**Input for this task:**

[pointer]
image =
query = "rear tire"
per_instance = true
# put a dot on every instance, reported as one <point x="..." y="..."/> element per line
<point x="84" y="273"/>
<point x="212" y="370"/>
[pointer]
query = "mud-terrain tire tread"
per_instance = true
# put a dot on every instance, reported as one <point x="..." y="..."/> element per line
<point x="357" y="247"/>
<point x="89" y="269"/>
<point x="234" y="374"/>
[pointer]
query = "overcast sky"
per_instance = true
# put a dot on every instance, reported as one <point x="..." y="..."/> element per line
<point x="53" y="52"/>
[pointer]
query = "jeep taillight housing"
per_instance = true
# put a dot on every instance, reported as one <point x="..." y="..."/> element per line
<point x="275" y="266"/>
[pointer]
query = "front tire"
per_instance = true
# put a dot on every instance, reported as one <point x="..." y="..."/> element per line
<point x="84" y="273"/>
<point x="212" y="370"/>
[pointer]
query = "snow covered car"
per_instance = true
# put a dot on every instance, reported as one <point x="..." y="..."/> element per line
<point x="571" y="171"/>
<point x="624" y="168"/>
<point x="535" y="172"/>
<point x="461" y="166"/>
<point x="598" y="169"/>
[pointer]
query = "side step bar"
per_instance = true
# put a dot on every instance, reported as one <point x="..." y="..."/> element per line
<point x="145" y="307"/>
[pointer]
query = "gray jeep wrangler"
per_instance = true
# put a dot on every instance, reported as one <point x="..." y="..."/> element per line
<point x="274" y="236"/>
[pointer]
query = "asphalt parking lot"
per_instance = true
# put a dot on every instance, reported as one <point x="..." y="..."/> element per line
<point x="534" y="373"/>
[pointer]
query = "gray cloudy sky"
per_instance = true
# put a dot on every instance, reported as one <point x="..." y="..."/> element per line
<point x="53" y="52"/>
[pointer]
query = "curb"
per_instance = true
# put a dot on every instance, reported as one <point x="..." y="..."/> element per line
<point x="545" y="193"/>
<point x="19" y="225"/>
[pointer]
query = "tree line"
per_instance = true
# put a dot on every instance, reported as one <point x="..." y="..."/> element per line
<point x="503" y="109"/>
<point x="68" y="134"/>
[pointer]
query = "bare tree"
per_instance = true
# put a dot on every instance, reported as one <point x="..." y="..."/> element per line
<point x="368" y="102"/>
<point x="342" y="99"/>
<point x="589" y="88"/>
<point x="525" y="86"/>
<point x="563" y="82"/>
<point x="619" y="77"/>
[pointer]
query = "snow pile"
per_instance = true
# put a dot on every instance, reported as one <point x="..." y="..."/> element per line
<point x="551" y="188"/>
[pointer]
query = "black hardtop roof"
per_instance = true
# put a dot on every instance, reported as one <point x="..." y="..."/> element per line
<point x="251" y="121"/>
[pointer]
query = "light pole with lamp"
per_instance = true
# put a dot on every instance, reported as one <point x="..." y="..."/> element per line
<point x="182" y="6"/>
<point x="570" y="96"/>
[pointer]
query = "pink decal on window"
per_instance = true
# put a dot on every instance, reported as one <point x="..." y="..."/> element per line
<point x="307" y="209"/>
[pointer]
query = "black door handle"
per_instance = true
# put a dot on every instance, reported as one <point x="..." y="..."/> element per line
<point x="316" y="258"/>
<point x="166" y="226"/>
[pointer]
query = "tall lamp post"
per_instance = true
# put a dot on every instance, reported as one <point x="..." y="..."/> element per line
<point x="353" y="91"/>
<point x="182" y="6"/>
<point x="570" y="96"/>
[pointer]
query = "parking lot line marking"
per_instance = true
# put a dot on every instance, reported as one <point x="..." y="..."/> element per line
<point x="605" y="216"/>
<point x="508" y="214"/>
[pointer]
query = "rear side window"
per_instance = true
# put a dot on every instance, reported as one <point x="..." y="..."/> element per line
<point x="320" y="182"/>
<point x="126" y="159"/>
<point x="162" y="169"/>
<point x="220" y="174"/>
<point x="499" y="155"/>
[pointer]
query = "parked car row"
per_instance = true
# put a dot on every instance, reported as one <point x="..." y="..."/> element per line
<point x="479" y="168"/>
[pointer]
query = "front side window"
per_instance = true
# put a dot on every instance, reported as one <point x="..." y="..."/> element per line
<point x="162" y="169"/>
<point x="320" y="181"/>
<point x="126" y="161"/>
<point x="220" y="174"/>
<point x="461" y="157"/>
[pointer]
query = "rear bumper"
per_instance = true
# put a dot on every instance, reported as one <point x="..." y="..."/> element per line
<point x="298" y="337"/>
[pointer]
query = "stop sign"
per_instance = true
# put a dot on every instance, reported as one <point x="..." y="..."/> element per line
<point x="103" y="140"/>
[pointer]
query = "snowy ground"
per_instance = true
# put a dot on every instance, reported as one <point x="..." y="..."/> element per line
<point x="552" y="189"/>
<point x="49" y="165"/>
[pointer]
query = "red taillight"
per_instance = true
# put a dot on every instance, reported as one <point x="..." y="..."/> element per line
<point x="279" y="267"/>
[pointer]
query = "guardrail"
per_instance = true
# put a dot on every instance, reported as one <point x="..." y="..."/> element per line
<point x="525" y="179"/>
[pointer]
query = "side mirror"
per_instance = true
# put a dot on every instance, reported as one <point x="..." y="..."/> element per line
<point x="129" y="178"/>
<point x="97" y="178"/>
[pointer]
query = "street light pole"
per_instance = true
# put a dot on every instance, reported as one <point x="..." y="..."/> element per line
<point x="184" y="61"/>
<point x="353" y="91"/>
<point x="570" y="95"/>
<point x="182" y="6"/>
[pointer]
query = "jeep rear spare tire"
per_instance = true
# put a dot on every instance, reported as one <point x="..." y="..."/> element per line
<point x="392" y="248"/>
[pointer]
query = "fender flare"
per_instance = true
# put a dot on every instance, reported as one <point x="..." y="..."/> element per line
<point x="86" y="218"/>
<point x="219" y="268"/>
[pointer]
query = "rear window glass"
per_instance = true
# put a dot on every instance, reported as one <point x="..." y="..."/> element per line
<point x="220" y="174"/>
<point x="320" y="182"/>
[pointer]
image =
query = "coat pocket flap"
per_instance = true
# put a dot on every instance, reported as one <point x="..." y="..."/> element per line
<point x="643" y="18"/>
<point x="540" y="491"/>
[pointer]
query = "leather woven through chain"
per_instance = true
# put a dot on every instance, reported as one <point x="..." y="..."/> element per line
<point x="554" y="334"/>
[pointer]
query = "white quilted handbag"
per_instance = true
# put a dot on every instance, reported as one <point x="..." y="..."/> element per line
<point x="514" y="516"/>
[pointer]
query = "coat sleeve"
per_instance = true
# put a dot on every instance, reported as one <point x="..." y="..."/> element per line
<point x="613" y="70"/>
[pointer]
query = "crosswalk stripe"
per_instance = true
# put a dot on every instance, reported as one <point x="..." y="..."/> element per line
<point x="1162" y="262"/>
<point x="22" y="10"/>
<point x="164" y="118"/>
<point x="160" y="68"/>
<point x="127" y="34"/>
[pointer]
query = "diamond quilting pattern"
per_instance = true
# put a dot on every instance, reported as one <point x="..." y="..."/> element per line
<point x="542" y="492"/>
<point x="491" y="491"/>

**Goal:**
Which lines of the data above contain the word "jeep"? Copy each such line in full, and treat a difference in letter case as a mismatch.

**Result of this exercise:**
query = "jeep taillight housing"
query = "gray jeep wrangler"
query = "jeep rear spare tire"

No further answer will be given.